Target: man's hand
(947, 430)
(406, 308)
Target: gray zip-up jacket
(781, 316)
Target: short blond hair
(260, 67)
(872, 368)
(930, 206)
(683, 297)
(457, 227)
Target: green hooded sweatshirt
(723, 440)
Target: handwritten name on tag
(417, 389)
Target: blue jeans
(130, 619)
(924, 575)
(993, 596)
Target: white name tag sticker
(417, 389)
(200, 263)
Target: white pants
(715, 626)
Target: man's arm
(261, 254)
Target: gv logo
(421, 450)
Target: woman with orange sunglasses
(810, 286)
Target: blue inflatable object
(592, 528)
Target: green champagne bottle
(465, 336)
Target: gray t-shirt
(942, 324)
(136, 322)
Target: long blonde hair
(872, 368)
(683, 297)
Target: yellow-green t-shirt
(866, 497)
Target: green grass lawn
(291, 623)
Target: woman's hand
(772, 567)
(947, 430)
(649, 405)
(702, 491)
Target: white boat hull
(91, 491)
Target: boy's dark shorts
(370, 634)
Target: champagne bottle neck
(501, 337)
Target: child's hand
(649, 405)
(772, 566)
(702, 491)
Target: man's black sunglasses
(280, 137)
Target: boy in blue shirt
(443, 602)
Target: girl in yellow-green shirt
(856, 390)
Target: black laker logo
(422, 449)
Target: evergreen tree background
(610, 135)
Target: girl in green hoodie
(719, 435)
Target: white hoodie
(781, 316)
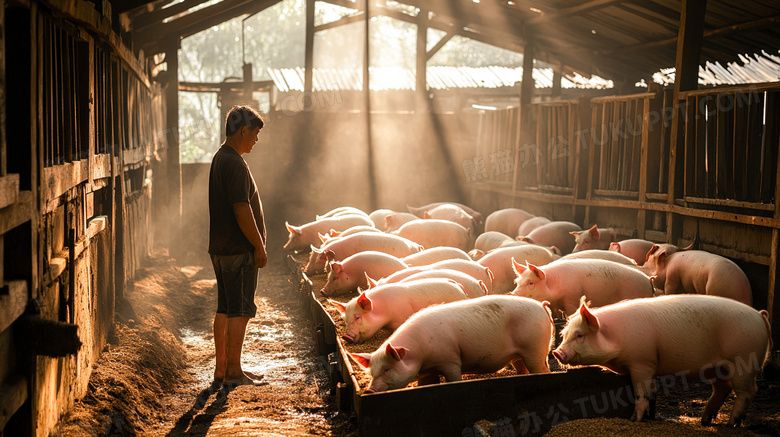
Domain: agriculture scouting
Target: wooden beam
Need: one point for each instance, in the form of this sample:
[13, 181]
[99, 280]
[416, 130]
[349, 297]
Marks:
[435, 49]
[308, 75]
[159, 15]
[574, 10]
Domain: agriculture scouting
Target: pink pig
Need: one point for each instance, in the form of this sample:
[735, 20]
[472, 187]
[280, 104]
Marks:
[342, 247]
[348, 275]
[389, 305]
[301, 237]
[434, 254]
[470, 268]
[435, 233]
[475, 336]
[420, 211]
[564, 282]
[472, 287]
[553, 234]
[499, 262]
[395, 220]
[452, 213]
[691, 336]
[635, 249]
[507, 220]
[593, 238]
[700, 272]
[531, 224]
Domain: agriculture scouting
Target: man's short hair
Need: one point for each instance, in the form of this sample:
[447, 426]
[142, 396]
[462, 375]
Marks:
[240, 116]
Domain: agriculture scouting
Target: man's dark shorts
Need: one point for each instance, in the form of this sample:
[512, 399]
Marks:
[236, 283]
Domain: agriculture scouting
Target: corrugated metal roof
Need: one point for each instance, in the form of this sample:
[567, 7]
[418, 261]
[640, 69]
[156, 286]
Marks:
[759, 68]
[439, 78]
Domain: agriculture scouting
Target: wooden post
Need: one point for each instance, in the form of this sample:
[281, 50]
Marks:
[421, 85]
[689, 41]
[174, 158]
[526, 94]
[308, 77]
[372, 191]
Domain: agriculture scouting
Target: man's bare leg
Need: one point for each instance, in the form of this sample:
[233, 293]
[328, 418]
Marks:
[234, 341]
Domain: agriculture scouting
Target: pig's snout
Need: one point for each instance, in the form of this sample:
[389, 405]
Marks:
[560, 356]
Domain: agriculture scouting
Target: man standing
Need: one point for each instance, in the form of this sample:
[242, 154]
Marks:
[236, 242]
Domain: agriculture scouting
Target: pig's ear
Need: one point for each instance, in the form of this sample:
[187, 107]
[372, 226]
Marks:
[363, 359]
[371, 283]
[650, 252]
[537, 271]
[588, 317]
[364, 302]
[339, 306]
[398, 353]
[517, 267]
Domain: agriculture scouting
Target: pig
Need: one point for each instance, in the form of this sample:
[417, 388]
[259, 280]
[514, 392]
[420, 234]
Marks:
[499, 261]
[689, 336]
[435, 254]
[553, 234]
[389, 305]
[378, 217]
[435, 233]
[593, 238]
[348, 275]
[564, 282]
[635, 249]
[531, 224]
[343, 210]
[700, 272]
[506, 221]
[478, 272]
[474, 336]
[301, 237]
[341, 247]
[472, 287]
[602, 254]
[395, 220]
[490, 240]
[476, 215]
[452, 213]
[353, 230]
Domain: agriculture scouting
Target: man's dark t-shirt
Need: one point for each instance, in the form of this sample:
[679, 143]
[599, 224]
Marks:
[230, 181]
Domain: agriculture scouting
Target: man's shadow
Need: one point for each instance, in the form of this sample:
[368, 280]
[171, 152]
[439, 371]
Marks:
[196, 421]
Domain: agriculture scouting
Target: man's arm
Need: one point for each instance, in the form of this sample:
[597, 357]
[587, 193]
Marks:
[246, 221]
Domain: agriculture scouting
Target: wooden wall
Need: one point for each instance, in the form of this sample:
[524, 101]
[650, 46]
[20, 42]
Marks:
[618, 162]
[81, 129]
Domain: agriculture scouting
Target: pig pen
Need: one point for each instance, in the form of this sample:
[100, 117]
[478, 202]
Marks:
[478, 405]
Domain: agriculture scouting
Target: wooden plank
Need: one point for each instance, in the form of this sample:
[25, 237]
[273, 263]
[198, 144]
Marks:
[755, 128]
[771, 134]
[12, 306]
[740, 146]
[13, 394]
[9, 190]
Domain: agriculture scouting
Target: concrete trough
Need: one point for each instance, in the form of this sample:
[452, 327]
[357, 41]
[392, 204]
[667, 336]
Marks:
[524, 404]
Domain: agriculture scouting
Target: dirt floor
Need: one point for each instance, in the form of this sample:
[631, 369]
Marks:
[154, 377]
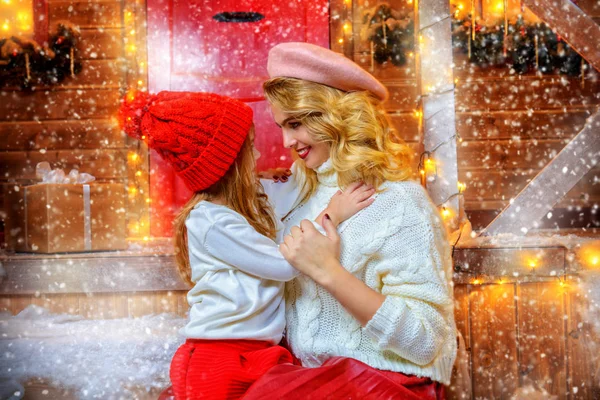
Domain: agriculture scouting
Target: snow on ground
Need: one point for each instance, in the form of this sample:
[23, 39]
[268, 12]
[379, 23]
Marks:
[96, 358]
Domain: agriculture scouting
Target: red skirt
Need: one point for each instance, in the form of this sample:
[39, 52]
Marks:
[342, 378]
[221, 369]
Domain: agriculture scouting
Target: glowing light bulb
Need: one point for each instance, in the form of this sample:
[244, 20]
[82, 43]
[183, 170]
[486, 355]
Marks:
[133, 157]
[445, 212]
[429, 166]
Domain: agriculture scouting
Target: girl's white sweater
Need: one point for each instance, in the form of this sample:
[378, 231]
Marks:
[398, 247]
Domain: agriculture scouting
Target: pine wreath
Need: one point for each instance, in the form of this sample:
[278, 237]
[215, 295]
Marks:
[25, 63]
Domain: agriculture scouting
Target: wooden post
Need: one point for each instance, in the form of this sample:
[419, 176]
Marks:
[552, 183]
[574, 26]
[436, 87]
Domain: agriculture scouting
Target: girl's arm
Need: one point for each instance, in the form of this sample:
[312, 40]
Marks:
[232, 240]
[345, 204]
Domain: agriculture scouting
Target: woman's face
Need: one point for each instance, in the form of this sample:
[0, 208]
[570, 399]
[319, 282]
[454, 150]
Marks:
[297, 137]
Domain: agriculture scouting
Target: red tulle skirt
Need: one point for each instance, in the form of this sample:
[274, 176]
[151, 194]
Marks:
[221, 369]
[341, 378]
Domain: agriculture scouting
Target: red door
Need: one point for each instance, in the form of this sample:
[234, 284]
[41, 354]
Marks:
[190, 48]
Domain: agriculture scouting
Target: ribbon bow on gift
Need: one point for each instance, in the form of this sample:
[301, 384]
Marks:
[49, 175]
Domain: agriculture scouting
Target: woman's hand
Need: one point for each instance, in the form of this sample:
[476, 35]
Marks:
[317, 256]
[276, 174]
[311, 253]
[345, 204]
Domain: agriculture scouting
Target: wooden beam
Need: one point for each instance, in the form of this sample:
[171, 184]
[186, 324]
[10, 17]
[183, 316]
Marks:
[574, 25]
[436, 86]
[552, 183]
[103, 272]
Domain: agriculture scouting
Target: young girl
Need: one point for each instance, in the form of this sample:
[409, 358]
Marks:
[225, 241]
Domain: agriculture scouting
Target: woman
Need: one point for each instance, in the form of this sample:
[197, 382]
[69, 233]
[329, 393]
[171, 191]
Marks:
[373, 317]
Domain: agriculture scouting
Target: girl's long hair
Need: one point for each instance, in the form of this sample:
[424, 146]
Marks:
[364, 145]
[241, 191]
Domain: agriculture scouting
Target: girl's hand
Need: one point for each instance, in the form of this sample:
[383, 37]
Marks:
[345, 204]
[276, 174]
[311, 253]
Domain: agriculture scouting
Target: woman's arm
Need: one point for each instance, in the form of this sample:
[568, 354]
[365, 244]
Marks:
[412, 313]
[317, 256]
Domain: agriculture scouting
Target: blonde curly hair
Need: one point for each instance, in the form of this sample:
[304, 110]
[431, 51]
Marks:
[364, 145]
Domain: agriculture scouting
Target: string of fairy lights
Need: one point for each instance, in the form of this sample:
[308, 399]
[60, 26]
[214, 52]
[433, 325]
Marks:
[137, 157]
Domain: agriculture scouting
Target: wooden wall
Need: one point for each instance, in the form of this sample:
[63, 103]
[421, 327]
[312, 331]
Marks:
[73, 124]
[102, 305]
[528, 333]
[510, 125]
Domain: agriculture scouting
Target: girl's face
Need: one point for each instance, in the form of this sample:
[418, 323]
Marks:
[297, 137]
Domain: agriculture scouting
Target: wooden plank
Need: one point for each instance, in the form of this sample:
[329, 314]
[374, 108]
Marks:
[510, 264]
[61, 135]
[100, 44]
[574, 26]
[407, 125]
[493, 341]
[106, 73]
[438, 109]
[403, 96]
[542, 353]
[90, 274]
[506, 184]
[166, 302]
[183, 307]
[19, 302]
[552, 183]
[590, 7]
[387, 71]
[103, 164]
[5, 304]
[60, 104]
[521, 124]
[507, 154]
[140, 304]
[58, 303]
[103, 305]
[461, 384]
[85, 14]
[581, 342]
[525, 93]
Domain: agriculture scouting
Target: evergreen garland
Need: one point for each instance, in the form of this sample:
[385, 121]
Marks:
[25, 63]
[487, 49]
[554, 55]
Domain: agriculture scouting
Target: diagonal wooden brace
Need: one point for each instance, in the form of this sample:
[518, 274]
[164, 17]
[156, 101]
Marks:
[552, 183]
[574, 25]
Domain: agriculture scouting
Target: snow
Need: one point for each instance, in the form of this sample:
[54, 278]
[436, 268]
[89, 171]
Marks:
[98, 359]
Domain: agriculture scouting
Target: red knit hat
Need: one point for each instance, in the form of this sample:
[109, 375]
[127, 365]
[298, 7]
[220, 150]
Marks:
[199, 134]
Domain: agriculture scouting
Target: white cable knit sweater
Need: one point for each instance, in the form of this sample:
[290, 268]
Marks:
[398, 247]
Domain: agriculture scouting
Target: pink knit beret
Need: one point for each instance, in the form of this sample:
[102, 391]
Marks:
[317, 64]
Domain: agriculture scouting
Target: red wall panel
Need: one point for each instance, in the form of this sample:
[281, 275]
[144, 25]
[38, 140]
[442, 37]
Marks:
[188, 50]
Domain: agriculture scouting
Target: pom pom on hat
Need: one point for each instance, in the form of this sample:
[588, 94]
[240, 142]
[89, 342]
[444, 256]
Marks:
[316, 64]
[199, 134]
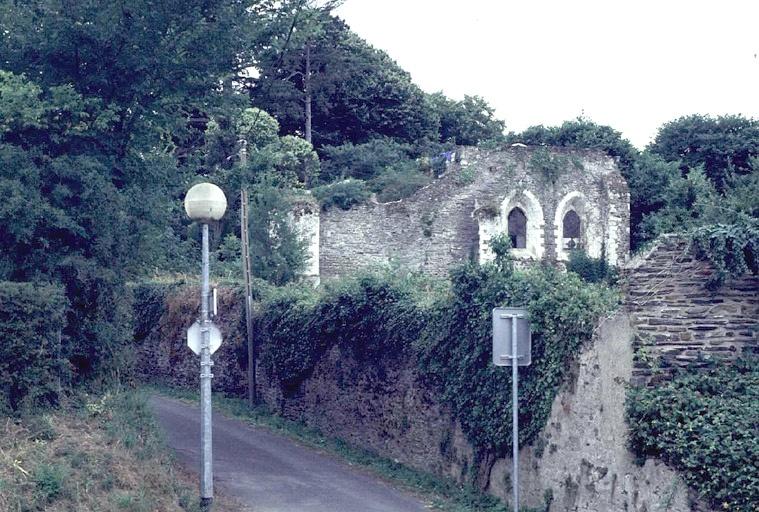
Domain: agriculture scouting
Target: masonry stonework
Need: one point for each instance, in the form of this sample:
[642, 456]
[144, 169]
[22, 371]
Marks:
[677, 321]
[452, 219]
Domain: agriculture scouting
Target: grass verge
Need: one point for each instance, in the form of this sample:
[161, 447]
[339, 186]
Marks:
[443, 494]
[95, 453]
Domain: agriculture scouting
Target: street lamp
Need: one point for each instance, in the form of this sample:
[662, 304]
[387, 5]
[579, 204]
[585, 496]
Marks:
[205, 202]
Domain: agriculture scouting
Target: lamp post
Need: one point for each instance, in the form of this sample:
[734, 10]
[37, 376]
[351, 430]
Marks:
[205, 202]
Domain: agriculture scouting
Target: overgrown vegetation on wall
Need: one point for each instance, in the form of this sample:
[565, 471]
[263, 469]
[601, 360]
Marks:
[447, 331]
[31, 364]
[456, 350]
[705, 426]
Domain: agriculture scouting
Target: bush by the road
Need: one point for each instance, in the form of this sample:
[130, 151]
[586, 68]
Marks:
[32, 317]
[705, 425]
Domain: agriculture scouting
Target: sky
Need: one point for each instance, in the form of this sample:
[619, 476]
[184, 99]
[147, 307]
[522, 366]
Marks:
[633, 65]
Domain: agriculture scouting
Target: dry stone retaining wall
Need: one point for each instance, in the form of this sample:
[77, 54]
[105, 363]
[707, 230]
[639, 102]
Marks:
[677, 321]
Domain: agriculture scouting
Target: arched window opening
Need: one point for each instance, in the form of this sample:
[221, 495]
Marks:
[518, 228]
[571, 230]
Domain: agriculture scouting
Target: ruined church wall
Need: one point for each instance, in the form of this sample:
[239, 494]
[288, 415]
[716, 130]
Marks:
[677, 321]
[439, 225]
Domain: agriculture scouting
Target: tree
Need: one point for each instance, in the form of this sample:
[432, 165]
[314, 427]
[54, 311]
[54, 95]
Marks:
[330, 85]
[723, 145]
[467, 122]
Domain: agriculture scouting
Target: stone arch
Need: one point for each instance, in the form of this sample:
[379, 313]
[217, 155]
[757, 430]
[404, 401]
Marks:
[527, 203]
[491, 225]
[516, 223]
[590, 229]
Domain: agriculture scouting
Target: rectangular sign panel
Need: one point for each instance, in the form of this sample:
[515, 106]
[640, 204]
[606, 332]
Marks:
[502, 329]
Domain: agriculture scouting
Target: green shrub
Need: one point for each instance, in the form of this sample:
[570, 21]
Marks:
[374, 318]
[455, 352]
[362, 161]
[398, 182]
[368, 317]
[592, 270]
[730, 248]
[704, 425]
[32, 317]
[343, 194]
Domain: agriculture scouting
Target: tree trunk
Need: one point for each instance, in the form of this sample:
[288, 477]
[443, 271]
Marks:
[307, 92]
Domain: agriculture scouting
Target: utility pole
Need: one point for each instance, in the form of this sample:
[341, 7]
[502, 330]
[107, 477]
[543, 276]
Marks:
[245, 239]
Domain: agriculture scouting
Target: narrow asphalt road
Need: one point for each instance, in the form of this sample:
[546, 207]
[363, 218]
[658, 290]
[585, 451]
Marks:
[273, 474]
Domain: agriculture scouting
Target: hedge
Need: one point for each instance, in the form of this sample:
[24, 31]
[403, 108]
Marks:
[32, 369]
[704, 425]
[448, 334]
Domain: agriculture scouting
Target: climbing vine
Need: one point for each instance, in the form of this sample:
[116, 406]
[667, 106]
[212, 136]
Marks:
[704, 424]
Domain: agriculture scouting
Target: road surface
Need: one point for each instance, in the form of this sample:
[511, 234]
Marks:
[271, 473]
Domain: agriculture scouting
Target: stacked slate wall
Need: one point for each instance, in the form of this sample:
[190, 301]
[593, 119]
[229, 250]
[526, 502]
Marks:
[677, 321]
[442, 224]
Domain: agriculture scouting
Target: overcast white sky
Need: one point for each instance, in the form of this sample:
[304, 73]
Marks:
[631, 64]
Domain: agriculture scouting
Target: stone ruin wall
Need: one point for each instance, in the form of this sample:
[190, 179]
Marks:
[677, 321]
[580, 458]
[451, 219]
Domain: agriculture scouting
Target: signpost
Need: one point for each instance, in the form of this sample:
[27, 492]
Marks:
[205, 202]
[512, 346]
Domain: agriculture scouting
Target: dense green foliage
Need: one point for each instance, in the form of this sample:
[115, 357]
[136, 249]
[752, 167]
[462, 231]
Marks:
[99, 135]
[723, 145]
[362, 161]
[32, 366]
[467, 122]
[592, 270]
[342, 194]
[373, 318]
[732, 249]
[343, 79]
[456, 349]
[705, 426]
[699, 171]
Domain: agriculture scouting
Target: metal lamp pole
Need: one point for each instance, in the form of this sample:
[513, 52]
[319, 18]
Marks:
[514, 412]
[205, 202]
[512, 347]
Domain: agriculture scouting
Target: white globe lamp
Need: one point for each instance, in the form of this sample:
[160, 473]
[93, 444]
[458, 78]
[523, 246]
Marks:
[205, 202]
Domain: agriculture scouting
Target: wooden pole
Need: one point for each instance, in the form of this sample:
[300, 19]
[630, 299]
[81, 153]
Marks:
[245, 240]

════════════════════

Please count the lines of the records above that contain the word "hoodie", and give only that number.

RIGHT ANSWER |
2